"""

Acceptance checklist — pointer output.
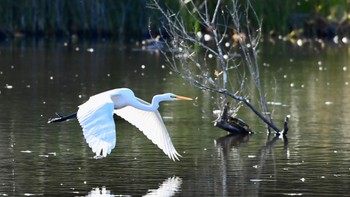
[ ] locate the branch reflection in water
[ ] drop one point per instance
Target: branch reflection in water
(228, 145)
(168, 188)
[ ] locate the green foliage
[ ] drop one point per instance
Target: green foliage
(123, 18)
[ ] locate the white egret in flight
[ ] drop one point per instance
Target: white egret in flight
(96, 118)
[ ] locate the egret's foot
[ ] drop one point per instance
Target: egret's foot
(98, 157)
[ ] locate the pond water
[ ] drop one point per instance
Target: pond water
(39, 78)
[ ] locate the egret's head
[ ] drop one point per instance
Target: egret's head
(172, 97)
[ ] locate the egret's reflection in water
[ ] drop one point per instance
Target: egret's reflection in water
(168, 188)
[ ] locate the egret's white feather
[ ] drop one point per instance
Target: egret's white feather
(152, 125)
(96, 118)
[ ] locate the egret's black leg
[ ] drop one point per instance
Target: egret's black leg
(62, 118)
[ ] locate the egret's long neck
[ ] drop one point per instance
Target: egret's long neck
(149, 107)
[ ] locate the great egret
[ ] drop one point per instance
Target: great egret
(96, 118)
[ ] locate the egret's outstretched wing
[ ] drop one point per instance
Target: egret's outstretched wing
(151, 124)
(96, 118)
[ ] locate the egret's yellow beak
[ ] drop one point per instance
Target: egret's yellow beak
(183, 98)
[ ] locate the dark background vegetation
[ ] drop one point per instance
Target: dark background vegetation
(129, 20)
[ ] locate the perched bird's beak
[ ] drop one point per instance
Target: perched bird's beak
(183, 98)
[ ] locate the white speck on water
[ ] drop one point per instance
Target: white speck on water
(29, 194)
(328, 102)
(300, 42)
(293, 194)
(256, 180)
(7, 86)
(251, 156)
(345, 40)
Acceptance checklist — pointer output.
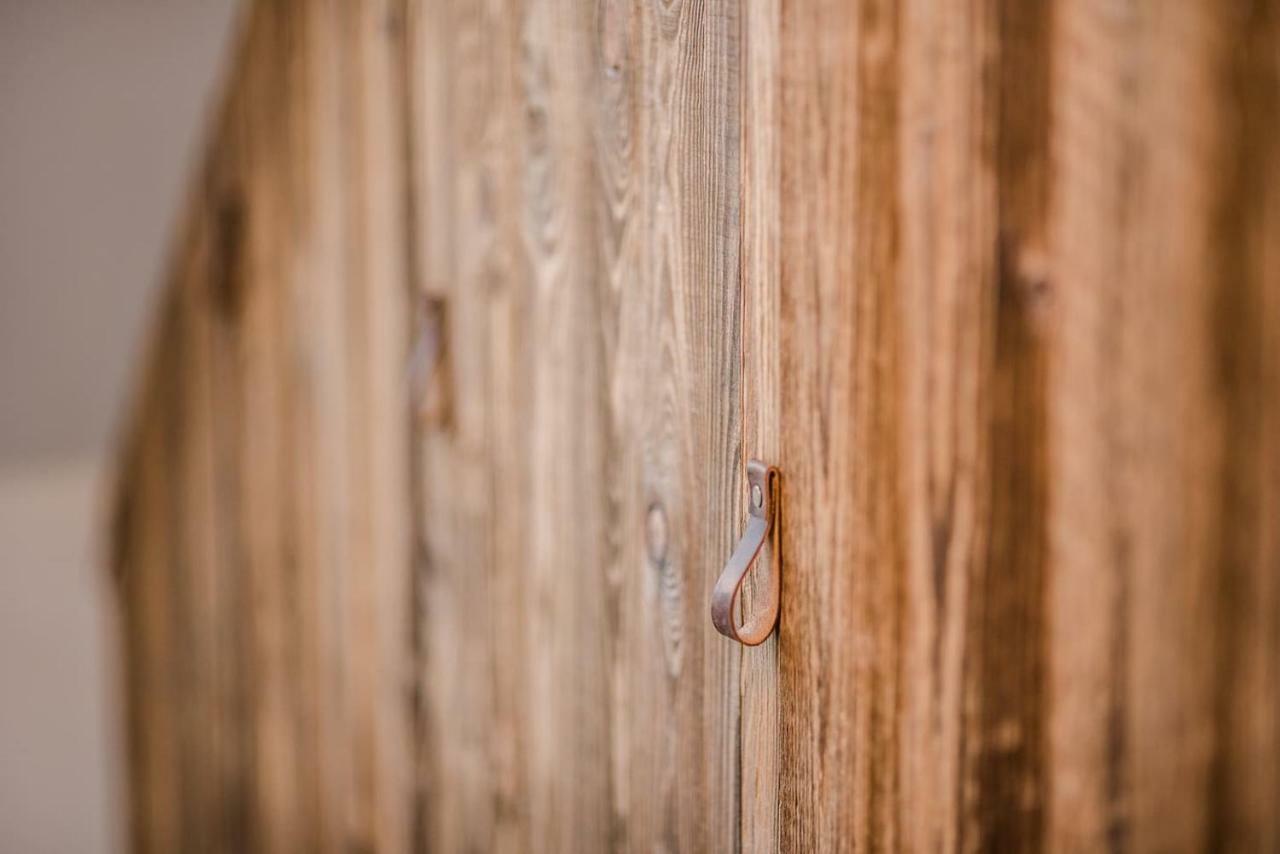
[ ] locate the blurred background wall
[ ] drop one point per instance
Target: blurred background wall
(103, 105)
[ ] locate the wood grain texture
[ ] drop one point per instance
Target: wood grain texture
(261, 523)
(577, 185)
(995, 283)
(1027, 281)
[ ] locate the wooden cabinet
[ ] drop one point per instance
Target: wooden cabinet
(995, 284)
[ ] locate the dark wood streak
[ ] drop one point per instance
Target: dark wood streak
(1243, 342)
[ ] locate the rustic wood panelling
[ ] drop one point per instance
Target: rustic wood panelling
(1025, 287)
(577, 192)
(995, 283)
(263, 523)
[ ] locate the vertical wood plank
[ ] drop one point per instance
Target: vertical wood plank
(583, 228)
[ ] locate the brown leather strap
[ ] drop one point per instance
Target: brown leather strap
(760, 529)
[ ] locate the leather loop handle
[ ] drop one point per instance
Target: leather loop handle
(760, 529)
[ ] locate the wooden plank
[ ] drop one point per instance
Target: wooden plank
(264, 521)
(993, 283)
(579, 218)
(1164, 648)
(1024, 393)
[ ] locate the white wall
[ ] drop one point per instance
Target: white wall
(103, 106)
(59, 761)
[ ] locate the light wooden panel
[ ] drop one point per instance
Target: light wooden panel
(579, 192)
(261, 523)
(1025, 287)
(993, 283)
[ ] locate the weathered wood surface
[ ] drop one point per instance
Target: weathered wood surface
(263, 534)
(995, 283)
(1028, 291)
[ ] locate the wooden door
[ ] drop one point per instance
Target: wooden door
(478, 314)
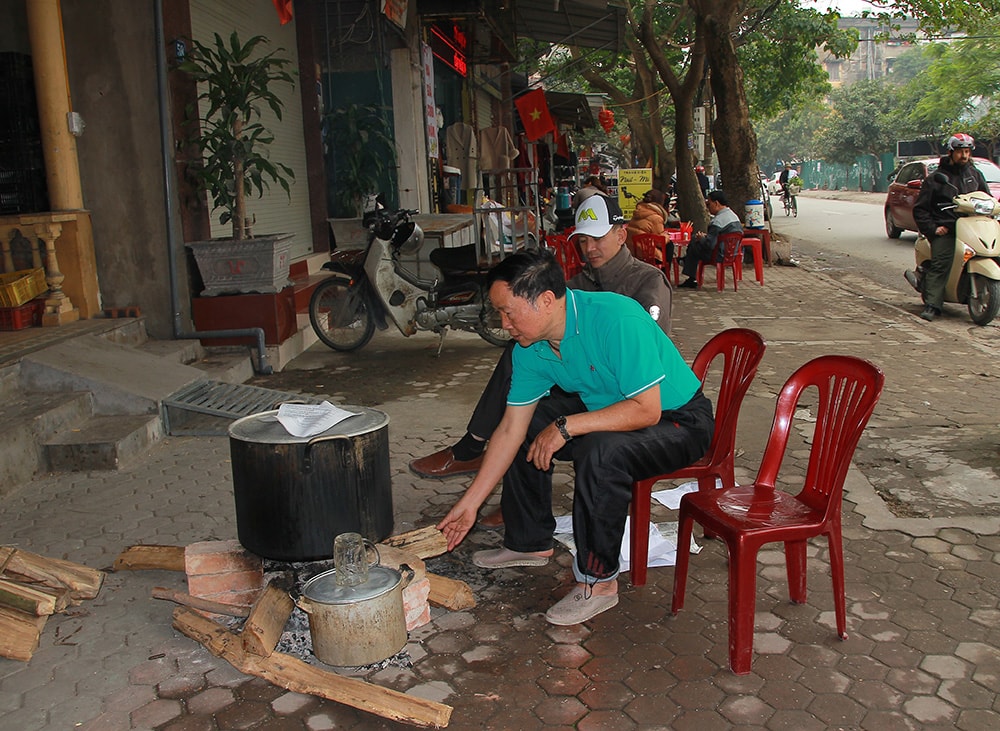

"""

## The task:
Please print each entry exactly as it stands, without the pictures.

## Solved exercise:
Acceptance checklist — pointer output.
[ ] locate the branch reflection in water
[ ] drop one point per instance
Target: branch reflection in water
(228, 145)
(168, 188)
[ ] locate the green foliage
[ ] drop one point per instance
Target: green foliage
(123, 18)
[ ] locate the white egret in flight
[ ] drop one point per instance
Target: white egret in flight
(96, 118)
[ ] locate the egret's foot
[ ] drop one point per instance
Target: egret's foot
(98, 157)
[ ] locate the pond water
[ ] drop one point per instance
Target: pond water
(39, 78)
[ ] locate the egret's head
[ ] drop one point per instance
Target: egret's head
(172, 97)
[ ] locate the egret's reflection in water
[ ] drop one point per instance
Target: egret's reflection in water
(168, 188)
[ ] locate the egret's white feather
[ ] drop one point per instance
Target: egret's white feather
(152, 125)
(96, 118)
[ ] locate the egret's black leg
[ ] drop one point per instance
Target: egret's black leg
(62, 118)
[ ] locate the egret's long neck
[ ] drop one point per instance
Target: egret's long neck
(149, 107)
[ ] locate the great egret
[ ] drop one point per instance
Target: great egret
(96, 118)
[ ] locate the egret's outstretched wing
[ ] drop one point per instance
Target: egret's outstretched wing
(151, 124)
(96, 118)
[ ] locate the egret's yellow beak
[ ] drop one point per instance
Target: egret's yellow beak
(183, 98)
[ ] locate the dark background vegetation
[ ] drop one point per instance
Target: dark background vegetation
(129, 20)
[ ] locate the perched bird's beak
[ ] drop one point per instance
Target: perched bird's beak
(183, 98)
[ ] locate the white speck on water
[ ] drop one point per instance
Target: white speck on water
(29, 194)
(328, 102)
(300, 42)
(293, 194)
(256, 180)
(7, 86)
(251, 156)
(345, 40)
Acceptance checklist — pointer output.
[ ] locate the blurred background wall
[ ] drop one point per instance
Target: blurred background wall
(103, 105)
[ ] locate the wood grain texture
[ ] drop one point per instance
Target: wood grain texture
(261, 523)
(577, 185)
(995, 283)
(1027, 281)
[ ] locate the wooden cabinet
[ ] drop one point per instance
Target: wooden cabinet
(995, 284)
[ ] locate the dark wood streak
[ ] drop one point per instance
Target: dark wood streak
(1243, 342)
[ ] locate the rustic wood panelling
[ ] drop one point per instance
Target: rustic wood panelling
(1025, 287)
(577, 192)
(995, 283)
(263, 523)
[ ] locate the vertical wood plank
[ ] drop one point per instance
Target: vertical wood plank
(583, 228)
[ ] locate the brown leather strap
[ ] drop one point per instance
Target: brown leather strap
(760, 529)
[ ] locate the leather loop handle
[ ] drop one point per instance
Target: leather loop handle
(760, 529)
[ ] locate the wooden plank
[ ] drop one point per instance
Target: wooden plank
(264, 521)
(993, 283)
(579, 218)
(1164, 648)
(1024, 393)
[ ] locate the white wall
[ ] drop one point per instance
Target: white wall
(103, 106)
(59, 761)
[ ] locate the light wooden panel
[ ] drop one point per instance
Target: light wooden panel
(579, 192)
(261, 523)
(1025, 287)
(993, 283)
[ ] locate the weathered wood surface
[ ] drop one point per instance
Target: weathered wood surface
(263, 534)
(995, 283)
(1028, 291)
[ ] locate the wooden door
[ ] drop one point per instance
Target: wooden door
(478, 314)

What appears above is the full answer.